# Exercise details
Gather each line in the entries that includes the string "person".

# Information supplied
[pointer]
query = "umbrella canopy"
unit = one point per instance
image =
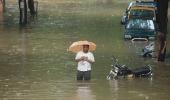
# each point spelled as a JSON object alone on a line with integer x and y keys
{"x": 78, "y": 46}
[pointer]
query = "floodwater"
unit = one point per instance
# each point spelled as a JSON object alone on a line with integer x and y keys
{"x": 35, "y": 64}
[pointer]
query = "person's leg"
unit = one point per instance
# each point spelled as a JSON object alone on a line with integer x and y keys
{"x": 87, "y": 75}
{"x": 79, "y": 75}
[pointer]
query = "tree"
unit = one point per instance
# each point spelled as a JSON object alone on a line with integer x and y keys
{"x": 162, "y": 20}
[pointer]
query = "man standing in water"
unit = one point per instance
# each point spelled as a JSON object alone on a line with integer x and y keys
{"x": 84, "y": 59}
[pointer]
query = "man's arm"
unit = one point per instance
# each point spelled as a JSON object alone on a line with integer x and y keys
{"x": 90, "y": 59}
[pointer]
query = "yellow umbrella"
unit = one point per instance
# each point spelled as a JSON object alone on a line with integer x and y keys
{"x": 78, "y": 46}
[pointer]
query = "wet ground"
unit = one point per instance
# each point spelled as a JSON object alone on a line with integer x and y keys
{"x": 35, "y": 64}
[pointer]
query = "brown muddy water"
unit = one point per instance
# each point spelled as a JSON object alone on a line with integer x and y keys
{"x": 35, "y": 64}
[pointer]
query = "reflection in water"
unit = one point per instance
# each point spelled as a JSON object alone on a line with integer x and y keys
{"x": 84, "y": 92}
{"x": 114, "y": 88}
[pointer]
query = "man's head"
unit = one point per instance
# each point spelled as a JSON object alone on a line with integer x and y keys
{"x": 85, "y": 48}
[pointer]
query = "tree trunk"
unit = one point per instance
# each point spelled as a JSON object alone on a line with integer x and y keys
{"x": 31, "y": 7}
{"x": 23, "y": 11}
{"x": 162, "y": 20}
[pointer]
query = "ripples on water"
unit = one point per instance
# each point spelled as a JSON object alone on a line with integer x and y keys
{"x": 35, "y": 64}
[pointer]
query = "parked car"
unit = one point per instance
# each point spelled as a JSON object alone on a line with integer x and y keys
{"x": 140, "y": 4}
{"x": 142, "y": 12}
{"x": 140, "y": 28}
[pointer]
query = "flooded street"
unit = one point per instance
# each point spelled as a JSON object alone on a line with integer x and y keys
{"x": 35, "y": 64}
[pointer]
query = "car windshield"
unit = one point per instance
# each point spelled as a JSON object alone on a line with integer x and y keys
{"x": 140, "y": 24}
{"x": 142, "y": 13}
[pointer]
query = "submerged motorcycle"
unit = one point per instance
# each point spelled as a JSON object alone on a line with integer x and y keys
{"x": 119, "y": 70}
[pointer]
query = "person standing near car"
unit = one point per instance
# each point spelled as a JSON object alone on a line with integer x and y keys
{"x": 85, "y": 59}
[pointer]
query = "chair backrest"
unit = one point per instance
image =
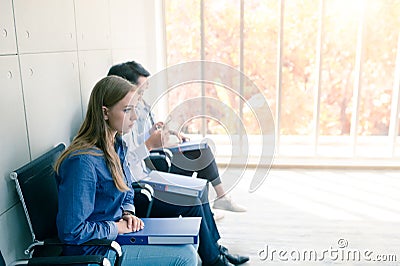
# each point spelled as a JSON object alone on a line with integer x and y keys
{"x": 37, "y": 190}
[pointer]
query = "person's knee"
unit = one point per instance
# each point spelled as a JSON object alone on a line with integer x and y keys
{"x": 187, "y": 256}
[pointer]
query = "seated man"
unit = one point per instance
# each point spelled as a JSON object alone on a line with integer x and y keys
{"x": 146, "y": 134}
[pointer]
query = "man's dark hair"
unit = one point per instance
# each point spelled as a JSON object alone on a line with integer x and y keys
{"x": 130, "y": 71}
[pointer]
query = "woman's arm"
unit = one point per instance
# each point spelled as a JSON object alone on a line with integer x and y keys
{"x": 77, "y": 194}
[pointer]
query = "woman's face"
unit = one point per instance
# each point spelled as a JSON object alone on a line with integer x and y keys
{"x": 122, "y": 116}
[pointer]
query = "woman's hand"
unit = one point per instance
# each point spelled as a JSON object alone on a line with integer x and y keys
{"x": 129, "y": 223}
{"x": 155, "y": 127}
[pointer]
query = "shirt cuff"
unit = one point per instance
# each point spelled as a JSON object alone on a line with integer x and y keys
{"x": 113, "y": 230}
{"x": 129, "y": 208}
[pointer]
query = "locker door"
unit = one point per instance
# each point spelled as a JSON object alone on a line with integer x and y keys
{"x": 7, "y": 34}
{"x": 45, "y": 25}
{"x": 94, "y": 65}
{"x": 52, "y": 98}
{"x": 93, "y": 27}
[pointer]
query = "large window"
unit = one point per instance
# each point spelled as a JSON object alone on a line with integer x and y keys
{"x": 329, "y": 69}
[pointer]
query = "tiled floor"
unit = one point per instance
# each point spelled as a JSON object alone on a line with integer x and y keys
{"x": 316, "y": 217}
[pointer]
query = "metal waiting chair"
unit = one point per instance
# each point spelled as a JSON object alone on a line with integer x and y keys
{"x": 37, "y": 189}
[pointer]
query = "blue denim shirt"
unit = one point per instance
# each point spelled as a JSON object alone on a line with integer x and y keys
{"x": 89, "y": 202}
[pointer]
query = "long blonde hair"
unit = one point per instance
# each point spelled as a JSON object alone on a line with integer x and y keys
{"x": 95, "y": 131}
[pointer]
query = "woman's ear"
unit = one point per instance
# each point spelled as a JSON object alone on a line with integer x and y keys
{"x": 105, "y": 112}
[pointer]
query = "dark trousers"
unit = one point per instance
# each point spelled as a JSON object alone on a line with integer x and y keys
{"x": 163, "y": 207}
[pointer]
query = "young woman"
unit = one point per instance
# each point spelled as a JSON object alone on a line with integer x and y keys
{"x": 146, "y": 133}
{"x": 95, "y": 194}
{"x": 210, "y": 252}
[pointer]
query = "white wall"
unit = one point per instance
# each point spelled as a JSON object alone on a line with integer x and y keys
{"x": 51, "y": 55}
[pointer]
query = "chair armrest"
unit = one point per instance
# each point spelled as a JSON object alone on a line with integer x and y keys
{"x": 111, "y": 244}
{"x": 65, "y": 260}
{"x": 137, "y": 187}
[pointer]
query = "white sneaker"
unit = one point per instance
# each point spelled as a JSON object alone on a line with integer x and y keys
{"x": 218, "y": 215}
{"x": 226, "y": 203}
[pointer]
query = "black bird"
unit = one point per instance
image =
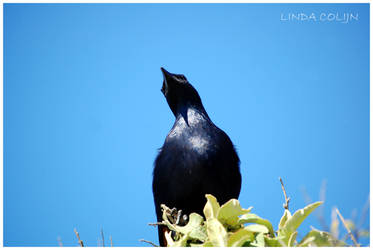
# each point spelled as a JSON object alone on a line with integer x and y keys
{"x": 197, "y": 157}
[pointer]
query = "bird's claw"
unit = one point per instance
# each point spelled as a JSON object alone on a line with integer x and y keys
{"x": 177, "y": 217}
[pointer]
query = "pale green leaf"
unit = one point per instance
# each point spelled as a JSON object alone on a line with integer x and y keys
{"x": 253, "y": 218}
{"x": 292, "y": 239}
{"x": 257, "y": 228}
{"x": 241, "y": 236}
{"x": 211, "y": 208}
{"x": 229, "y": 212}
{"x": 259, "y": 240}
{"x": 194, "y": 228}
{"x": 274, "y": 242}
{"x": 321, "y": 239}
{"x": 217, "y": 234}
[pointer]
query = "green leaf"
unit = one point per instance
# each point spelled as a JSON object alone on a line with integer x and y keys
{"x": 292, "y": 239}
{"x": 216, "y": 233}
{"x": 274, "y": 242}
{"x": 206, "y": 244}
{"x": 241, "y": 236}
{"x": 259, "y": 240}
{"x": 320, "y": 239}
{"x": 229, "y": 212}
{"x": 253, "y": 218}
{"x": 298, "y": 217}
{"x": 182, "y": 242}
{"x": 212, "y": 207}
{"x": 257, "y": 228}
{"x": 307, "y": 243}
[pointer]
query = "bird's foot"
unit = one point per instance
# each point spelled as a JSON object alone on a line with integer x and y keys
{"x": 177, "y": 217}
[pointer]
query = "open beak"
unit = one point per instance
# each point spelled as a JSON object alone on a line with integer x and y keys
{"x": 166, "y": 76}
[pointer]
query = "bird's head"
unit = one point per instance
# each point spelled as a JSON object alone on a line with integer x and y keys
{"x": 179, "y": 93}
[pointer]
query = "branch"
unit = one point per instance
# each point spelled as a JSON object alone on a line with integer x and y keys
{"x": 59, "y": 241}
{"x": 102, "y": 236}
{"x": 77, "y": 235}
{"x": 347, "y": 228}
{"x": 287, "y": 199}
{"x": 149, "y": 242}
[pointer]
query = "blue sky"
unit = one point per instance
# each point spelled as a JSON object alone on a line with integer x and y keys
{"x": 84, "y": 114}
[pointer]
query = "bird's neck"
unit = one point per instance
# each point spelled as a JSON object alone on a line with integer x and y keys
{"x": 192, "y": 114}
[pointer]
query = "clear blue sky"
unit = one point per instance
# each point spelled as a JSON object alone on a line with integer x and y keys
{"x": 84, "y": 114}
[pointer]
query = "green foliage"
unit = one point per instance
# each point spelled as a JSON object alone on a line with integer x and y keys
{"x": 230, "y": 225}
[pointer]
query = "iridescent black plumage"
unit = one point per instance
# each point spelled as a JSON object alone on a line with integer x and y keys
{"x": 197, "y": 157}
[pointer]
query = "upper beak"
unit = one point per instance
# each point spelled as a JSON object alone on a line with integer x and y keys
{"x": 165, "y": 73}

# Solution to this exercise
query = "person's leg"
query = "person standing near car"
query = "person's knee"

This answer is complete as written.